◆ Job
Quote the lines from the line holding "Locate the hanging" to the very end of the listing, exactly, and no others.

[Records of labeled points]
________________________________________
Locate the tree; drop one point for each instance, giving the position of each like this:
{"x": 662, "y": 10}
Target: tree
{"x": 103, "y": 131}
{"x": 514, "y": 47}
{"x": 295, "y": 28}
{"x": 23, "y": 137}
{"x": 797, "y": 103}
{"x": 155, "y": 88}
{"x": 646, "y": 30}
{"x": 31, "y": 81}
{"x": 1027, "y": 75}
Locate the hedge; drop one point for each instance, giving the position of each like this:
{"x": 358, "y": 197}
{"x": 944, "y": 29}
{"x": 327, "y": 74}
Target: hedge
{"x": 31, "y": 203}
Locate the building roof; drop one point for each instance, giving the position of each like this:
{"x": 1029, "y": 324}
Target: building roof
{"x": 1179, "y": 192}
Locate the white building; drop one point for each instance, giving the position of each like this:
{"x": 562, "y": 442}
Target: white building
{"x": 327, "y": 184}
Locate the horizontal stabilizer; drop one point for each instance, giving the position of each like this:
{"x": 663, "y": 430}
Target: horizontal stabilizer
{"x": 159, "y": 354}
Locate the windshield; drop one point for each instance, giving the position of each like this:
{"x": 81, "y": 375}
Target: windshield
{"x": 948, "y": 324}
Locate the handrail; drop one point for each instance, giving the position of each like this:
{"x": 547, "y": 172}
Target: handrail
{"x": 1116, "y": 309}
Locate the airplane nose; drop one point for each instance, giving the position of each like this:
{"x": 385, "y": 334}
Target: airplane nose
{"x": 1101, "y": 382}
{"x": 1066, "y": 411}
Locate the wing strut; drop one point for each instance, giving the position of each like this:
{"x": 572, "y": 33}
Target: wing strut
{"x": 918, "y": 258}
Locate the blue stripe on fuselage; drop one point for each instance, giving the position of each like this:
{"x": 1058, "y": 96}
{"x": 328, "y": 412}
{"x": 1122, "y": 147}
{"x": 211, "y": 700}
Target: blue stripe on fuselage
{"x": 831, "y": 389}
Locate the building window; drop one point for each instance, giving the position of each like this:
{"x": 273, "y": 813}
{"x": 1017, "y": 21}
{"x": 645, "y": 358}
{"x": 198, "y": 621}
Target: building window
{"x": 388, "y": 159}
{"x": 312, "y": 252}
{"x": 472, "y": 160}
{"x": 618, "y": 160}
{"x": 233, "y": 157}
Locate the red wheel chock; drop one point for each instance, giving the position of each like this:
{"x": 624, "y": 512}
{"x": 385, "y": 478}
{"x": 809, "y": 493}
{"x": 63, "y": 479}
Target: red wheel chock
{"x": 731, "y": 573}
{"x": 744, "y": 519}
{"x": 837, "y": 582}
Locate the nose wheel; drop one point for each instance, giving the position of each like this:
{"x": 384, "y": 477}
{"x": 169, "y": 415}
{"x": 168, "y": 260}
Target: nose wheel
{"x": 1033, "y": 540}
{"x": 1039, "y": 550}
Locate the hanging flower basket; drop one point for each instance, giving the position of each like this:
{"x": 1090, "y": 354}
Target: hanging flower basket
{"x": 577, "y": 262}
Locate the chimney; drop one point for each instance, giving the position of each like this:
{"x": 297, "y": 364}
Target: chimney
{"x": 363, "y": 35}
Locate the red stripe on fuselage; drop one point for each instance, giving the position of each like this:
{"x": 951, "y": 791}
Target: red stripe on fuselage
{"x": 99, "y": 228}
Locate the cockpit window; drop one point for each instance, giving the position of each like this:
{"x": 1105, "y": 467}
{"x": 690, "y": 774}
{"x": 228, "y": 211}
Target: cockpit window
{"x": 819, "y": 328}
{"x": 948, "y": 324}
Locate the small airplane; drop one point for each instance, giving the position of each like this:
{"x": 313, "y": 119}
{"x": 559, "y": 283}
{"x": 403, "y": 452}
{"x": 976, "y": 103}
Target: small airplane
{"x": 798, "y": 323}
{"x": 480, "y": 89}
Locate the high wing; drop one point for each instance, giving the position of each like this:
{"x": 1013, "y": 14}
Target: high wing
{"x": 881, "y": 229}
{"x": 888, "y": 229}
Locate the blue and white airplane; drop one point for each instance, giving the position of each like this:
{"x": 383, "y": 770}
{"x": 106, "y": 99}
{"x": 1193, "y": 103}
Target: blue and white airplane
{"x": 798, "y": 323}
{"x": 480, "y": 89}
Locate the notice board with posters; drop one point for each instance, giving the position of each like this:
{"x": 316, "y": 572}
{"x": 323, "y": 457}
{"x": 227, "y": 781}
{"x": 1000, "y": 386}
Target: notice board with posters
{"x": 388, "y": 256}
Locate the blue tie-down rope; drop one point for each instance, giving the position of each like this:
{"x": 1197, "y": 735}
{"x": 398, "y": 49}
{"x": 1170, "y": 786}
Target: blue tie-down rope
________________________________________
◆ Task solution
Locate the hanging flower basket; drop one point for each instance, giving the position of each like this:
{"x": 1090, "y": 354}
Target: hanging flower basket
{"x": 577, "y": 262}
Locate the chimney; drop one point for each instance, giving the position of each like this:
{"x": 297, "y": 364}
Target: chimney
{"x": 363, "y": 35}
Locate the red stripe on fuselage; drop one point for each instance, giving the position of each like this:
{"x": 951, "y": 791}
Target: red stripe on fuselage
{"x": 99, "y": 228}
Locate the cockpit window; drop one point for each instance, giving the position of each like this:
{"x": 1105, "y": 467}
{"x": 690, "y": 774}
{"x": 228, "y": 211}
Target: cockpit window
{"x": 819, "y": 328}
{"x": 948, "y": 324}
Locate the small airplane; drop one point for each instance, giving the position of each like this:
{"x": 313, "y": 119}
{"x": 559, "y": 283}
{"x": 403, "y": 452}
{"x": 976, "y": 103}
Target: small airplane
{"x": 798, "y": 323}
{"x": 480, "y": 89}
Locate the high wing; drop one point for each instance, giving the position of each like this:
{"x": 1013, "y": 14}
Target: high wing
{"x": 881, "y": 229}
{"x": 888, "y": 229}
Locate the blue and white airplane; drop one point for each instance, giving the position of each like this:
{"x": 383, "y": 770}
{"x": 106, "y": 99}
{"x": 1193, "y": 103}
Target: blue and white airplane
{"x": 798, "y": 323}
{"x": 480, "y": 89}
Locate the notice board with posters; drop one point for each instance, giving the position of each like this:
{"x": 316, "y": 572}
{"x": 323, "y": 457}
{"x": 227, "y": 781}
{"x": 1000, "y": 386}
Target: notice board with posters
{"x": 388, "y": 256}
Locate the blue tie-down rope; drop one point for each instance, giving the position of each like this:
{"x": 1197, "y": 735}
{"x": 398, "y": 49}
{"x": 1170, "y": 786}
Target: blue tie-down rope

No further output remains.